-- Dataset content --
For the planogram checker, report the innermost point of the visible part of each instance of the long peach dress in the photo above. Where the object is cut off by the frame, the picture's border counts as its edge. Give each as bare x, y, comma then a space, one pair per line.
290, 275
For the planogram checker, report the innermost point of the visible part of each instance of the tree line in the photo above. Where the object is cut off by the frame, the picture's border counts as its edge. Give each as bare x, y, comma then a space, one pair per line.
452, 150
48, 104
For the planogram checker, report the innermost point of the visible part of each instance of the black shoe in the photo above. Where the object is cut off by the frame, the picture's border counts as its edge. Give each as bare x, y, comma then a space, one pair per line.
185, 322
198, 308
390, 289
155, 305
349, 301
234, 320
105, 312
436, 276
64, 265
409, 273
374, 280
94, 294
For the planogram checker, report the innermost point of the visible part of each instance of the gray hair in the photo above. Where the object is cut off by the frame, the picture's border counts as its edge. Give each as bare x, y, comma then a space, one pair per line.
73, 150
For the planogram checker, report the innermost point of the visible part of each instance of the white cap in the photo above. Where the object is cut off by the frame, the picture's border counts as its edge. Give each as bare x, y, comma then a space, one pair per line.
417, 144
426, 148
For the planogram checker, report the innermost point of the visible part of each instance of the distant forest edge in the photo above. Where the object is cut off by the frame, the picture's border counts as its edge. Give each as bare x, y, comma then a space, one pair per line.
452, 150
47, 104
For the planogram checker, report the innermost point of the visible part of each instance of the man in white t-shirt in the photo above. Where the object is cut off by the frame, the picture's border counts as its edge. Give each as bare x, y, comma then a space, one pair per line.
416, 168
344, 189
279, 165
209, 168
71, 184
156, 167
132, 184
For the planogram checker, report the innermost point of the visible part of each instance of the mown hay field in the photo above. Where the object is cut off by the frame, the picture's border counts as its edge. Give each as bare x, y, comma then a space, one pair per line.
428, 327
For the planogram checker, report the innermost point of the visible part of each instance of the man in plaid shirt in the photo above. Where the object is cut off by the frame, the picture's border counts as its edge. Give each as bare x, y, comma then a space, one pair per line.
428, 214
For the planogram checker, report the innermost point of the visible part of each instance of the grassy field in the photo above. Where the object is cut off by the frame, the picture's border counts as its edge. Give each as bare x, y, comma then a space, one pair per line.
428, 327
--
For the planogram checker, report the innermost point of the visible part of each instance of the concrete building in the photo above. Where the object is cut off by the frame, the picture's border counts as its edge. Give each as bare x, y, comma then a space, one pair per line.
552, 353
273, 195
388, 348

-- Task objective --
Pull out every line in the items above that contains the word "distant", and copy each one in full.

-- Finished task --
For the planogram checker, report the innermost point of the visible part of each instance of the distant forest edge in the photo above. Where the object is cut off by the frame, the picture's border counts as its edge. Give each as bare x, y, comma then a space, one pair per line.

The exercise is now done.